▸ **TASK DETAILS**
Could you filter the data below down to the lines that hold the word "window"?

(MATERIAL PROVIDED)

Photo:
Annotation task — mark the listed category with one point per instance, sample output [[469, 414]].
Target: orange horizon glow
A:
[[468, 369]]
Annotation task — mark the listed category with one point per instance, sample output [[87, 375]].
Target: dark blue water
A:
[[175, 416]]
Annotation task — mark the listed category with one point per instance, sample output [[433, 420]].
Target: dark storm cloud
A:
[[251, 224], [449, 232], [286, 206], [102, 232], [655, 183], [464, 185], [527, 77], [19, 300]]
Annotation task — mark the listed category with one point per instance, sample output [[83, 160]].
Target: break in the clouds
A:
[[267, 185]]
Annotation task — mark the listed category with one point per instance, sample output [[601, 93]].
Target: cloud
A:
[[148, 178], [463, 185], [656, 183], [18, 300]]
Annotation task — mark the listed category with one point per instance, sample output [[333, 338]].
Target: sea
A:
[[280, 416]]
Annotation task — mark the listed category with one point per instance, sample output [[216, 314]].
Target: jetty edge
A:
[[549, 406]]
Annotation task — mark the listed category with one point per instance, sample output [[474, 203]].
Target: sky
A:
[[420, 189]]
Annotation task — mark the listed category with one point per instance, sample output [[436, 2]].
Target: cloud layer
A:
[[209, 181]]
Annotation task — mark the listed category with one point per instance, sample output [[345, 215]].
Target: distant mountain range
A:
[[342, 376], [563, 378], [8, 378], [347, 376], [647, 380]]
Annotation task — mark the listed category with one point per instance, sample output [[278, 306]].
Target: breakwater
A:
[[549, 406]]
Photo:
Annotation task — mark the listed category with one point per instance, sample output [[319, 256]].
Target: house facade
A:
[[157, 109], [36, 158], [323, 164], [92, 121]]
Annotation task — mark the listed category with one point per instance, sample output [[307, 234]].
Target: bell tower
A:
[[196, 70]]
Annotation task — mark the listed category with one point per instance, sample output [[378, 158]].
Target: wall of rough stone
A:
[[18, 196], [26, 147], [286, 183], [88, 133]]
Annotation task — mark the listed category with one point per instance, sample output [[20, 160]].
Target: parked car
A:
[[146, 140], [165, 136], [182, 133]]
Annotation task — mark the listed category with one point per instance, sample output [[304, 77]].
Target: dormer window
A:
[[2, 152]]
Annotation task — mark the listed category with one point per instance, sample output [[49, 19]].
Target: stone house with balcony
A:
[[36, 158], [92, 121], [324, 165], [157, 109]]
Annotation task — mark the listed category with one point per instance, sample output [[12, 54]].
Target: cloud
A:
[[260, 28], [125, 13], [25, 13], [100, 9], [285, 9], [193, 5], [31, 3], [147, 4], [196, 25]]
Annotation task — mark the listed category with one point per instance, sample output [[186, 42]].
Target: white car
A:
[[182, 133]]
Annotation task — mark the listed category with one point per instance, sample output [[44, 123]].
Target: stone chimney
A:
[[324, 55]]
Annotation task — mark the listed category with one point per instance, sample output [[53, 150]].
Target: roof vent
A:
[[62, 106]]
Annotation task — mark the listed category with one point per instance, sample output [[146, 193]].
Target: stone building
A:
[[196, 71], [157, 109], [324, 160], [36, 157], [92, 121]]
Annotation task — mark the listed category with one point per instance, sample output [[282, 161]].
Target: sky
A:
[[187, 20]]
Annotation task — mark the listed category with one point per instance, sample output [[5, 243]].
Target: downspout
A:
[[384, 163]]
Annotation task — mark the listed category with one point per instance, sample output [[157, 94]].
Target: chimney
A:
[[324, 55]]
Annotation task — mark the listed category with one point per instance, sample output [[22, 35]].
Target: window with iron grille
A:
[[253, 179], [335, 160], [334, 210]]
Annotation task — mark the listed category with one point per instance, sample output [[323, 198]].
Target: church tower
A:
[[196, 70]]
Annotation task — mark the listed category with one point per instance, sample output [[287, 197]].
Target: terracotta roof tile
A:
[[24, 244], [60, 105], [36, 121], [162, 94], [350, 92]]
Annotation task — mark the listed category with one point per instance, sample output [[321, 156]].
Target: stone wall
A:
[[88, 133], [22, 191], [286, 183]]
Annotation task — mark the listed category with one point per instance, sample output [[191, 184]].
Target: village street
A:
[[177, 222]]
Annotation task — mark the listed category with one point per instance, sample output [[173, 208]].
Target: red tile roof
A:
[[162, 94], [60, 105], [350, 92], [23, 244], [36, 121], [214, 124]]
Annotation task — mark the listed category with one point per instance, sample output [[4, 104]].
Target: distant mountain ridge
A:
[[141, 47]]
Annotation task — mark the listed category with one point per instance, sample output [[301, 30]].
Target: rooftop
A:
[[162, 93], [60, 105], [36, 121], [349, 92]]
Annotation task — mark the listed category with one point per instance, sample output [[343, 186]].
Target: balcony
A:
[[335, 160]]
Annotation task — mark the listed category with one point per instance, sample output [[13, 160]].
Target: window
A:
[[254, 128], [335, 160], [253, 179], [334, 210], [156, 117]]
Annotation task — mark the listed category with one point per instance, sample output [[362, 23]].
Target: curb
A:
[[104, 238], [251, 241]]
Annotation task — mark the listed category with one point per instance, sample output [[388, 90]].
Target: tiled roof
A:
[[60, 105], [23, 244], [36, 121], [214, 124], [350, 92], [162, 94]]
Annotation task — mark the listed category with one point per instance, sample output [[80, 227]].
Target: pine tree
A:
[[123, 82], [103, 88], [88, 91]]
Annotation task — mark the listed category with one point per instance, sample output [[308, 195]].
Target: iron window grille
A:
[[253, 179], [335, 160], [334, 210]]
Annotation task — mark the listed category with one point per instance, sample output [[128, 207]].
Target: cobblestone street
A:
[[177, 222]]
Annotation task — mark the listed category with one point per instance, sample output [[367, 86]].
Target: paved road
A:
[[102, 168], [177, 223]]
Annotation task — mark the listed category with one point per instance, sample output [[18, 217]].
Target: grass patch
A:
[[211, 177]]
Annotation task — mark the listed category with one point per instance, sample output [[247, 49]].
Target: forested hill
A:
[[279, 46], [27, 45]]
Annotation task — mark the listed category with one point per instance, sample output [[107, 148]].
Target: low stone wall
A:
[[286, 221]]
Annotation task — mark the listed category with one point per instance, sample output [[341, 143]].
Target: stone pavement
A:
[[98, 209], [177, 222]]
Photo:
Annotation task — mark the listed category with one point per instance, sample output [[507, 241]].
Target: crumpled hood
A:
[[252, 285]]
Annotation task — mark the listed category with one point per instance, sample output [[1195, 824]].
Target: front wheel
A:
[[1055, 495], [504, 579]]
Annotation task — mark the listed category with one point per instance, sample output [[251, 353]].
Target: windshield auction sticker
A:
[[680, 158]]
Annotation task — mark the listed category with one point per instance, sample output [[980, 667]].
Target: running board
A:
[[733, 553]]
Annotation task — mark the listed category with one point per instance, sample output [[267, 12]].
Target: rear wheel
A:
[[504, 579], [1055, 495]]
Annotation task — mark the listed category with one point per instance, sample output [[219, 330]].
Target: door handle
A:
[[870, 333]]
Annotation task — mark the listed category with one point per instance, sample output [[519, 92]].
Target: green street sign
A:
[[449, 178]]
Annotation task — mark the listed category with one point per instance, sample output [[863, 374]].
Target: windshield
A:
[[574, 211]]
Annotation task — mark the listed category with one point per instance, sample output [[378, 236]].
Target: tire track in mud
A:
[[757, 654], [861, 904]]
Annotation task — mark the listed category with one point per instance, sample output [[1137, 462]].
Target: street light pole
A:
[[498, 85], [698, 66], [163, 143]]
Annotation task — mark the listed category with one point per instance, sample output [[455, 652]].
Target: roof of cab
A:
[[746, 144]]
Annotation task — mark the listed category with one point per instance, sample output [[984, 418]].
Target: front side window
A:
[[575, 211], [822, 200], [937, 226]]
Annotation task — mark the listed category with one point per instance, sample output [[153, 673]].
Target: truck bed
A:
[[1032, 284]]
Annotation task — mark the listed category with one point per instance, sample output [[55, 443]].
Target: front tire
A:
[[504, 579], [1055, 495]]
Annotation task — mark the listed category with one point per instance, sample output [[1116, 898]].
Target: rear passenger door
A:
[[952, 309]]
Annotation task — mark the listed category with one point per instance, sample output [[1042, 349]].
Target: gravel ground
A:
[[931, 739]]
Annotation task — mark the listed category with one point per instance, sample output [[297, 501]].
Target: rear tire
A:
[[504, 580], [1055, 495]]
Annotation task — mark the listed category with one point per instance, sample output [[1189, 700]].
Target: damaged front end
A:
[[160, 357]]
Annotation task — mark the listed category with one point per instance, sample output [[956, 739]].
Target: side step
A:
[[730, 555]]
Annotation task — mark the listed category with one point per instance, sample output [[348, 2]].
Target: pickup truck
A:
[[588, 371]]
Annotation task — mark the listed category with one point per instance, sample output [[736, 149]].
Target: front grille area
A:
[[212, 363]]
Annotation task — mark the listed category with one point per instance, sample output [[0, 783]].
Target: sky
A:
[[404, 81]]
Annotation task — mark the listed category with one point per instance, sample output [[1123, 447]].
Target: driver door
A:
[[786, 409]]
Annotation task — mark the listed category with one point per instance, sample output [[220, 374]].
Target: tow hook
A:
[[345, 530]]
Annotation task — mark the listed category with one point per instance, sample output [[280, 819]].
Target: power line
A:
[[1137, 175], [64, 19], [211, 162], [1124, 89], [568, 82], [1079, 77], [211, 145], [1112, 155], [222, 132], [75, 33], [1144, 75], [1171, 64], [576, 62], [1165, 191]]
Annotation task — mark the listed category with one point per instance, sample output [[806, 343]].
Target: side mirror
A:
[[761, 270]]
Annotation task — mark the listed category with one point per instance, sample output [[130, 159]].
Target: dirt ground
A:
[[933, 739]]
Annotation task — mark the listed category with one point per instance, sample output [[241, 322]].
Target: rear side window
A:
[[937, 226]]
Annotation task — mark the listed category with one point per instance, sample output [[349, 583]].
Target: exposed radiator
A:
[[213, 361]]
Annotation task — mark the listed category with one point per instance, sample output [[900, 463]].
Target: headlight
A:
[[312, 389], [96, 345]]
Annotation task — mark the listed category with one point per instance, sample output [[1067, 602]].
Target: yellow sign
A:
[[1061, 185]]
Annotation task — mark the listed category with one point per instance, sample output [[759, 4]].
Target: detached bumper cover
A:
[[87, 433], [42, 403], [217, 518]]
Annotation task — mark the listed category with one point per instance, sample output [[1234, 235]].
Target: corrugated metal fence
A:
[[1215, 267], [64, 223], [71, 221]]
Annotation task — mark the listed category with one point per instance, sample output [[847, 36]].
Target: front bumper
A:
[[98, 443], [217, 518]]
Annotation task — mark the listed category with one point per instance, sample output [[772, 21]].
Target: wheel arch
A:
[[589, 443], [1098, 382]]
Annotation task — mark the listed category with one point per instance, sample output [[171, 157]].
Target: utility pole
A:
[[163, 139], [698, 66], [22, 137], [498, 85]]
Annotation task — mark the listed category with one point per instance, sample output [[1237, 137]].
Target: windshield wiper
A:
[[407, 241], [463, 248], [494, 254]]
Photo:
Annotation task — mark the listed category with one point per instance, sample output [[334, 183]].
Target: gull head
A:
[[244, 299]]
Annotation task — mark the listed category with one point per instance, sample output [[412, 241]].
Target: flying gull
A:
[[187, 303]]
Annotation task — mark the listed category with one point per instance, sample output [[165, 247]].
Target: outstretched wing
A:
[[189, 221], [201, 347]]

(End MATERIAL PROVIDED)

▸ **RESULT BELOW**
Target: dormer window
Target: window with iron grille
Target: window
Target: iron window grille
Target: front side window
Target: rear side window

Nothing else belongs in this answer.